[YOUR TASK]: From the passage about Jordi Soler's novel, copy the words between "BARCELONA – Mexican" and "Spanish Civil War.", inclusive.

BARCELONA – Mexican writer Jordi Soler again digs through weeds to find his family roots in his latest novel “La Fiesta del Oso” (The Republican Tale), in which, between reality and fiction, he tries to follow through Spain’s Pyrenees mountains the trail of his great-uncle Oriol, who went missing in February 1939 in the midst of the Spanish Civil War.

In an interview with Efe, the novelist of Catalan ancestry and grandson of an exiled generation who has lived in Barcelona for more than 10 years, said that when he started out as a writer he never considered taking on three consecutive novels as he did with “Los Rojos de Ultramar” (The Reds Overseas), “La Ultima Hora del Dia” (The Last Hour of the Last Day) and this one relating the experiences of his family in the Mexican jungles of Veracruz and in the Pyrenees.

Nonetheless, he said, “subjects come up and I end up working out a novel and then I start writing. I write more by compass than by map.”

Published by Mondadori, “‘La Fiesta del Oso’ helps me understand my surroundings and myself,” Soler said.

[GIVEN DATA]:
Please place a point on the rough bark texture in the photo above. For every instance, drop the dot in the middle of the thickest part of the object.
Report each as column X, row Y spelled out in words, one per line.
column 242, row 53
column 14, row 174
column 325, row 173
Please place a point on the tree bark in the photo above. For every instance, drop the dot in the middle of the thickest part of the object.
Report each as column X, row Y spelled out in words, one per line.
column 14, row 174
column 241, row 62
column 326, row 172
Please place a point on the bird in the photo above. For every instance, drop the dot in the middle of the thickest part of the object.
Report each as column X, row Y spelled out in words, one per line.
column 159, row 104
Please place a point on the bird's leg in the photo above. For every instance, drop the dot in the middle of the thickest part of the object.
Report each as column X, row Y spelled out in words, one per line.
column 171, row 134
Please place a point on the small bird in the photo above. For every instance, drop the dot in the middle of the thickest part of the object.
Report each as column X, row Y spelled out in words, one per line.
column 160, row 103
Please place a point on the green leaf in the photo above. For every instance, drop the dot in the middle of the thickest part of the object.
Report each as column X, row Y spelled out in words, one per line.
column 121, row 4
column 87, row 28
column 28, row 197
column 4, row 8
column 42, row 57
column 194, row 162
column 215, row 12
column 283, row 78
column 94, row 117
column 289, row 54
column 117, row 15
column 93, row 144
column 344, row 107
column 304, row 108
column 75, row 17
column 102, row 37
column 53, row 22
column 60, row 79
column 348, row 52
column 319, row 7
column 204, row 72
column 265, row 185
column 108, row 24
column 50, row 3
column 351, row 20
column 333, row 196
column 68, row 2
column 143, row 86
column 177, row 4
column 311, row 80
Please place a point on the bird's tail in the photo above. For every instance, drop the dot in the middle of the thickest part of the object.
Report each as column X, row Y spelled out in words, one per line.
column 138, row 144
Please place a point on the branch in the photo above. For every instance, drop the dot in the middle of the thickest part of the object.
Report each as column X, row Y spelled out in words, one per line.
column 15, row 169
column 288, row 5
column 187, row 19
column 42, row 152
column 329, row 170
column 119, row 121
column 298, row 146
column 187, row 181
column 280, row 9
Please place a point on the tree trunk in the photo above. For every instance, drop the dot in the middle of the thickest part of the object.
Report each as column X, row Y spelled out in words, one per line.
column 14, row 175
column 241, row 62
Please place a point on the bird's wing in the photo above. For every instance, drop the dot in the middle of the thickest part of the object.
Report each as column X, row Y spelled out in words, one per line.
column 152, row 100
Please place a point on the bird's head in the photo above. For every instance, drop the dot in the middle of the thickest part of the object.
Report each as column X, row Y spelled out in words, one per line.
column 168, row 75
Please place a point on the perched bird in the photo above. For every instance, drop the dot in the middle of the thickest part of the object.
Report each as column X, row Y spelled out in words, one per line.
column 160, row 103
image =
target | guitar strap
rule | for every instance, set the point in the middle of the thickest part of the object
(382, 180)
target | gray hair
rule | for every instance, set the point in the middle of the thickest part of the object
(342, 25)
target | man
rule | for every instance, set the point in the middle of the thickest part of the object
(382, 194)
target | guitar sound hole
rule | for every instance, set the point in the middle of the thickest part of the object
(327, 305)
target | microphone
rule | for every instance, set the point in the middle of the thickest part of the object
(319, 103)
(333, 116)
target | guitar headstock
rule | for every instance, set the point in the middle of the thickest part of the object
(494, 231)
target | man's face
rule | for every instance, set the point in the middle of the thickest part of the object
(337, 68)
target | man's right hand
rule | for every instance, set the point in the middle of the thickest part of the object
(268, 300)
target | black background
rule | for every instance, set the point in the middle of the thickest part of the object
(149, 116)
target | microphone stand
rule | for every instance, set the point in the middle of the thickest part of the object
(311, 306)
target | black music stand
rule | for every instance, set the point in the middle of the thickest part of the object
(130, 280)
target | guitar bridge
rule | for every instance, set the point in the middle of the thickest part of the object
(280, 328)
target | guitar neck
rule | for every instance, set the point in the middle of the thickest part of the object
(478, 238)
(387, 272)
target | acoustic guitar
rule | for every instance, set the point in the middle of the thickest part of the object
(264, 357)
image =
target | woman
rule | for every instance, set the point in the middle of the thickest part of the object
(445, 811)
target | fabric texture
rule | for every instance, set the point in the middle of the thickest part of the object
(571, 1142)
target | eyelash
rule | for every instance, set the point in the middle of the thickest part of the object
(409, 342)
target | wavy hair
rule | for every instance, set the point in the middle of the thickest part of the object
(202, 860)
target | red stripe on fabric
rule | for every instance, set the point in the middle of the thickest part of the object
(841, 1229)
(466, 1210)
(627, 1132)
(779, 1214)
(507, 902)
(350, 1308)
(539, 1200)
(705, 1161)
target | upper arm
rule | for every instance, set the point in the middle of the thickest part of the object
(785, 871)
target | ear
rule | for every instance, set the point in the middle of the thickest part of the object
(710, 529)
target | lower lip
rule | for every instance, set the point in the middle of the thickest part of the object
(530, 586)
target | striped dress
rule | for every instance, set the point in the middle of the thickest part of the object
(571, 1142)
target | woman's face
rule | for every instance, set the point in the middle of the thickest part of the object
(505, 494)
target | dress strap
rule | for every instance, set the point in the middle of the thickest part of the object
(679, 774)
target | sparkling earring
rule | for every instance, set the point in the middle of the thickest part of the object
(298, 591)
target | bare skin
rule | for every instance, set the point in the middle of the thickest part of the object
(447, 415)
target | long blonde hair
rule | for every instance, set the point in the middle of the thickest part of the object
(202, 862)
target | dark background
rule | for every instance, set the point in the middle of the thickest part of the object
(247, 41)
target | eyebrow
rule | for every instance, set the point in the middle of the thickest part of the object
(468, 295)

[FULL ANSWER]:
BARCELONA – Mexican writer Jordi Soler again digs through weeds to find his family roots in his latest novel “La Fiesta del Oso” (The Republican Tale), in which, between reality and fiction, he tries to follow through Spain’s Pyrenees mountains the trail of his great-uncle Oriol, who went missing in February 1939 in the midst of the Spanish Civil War.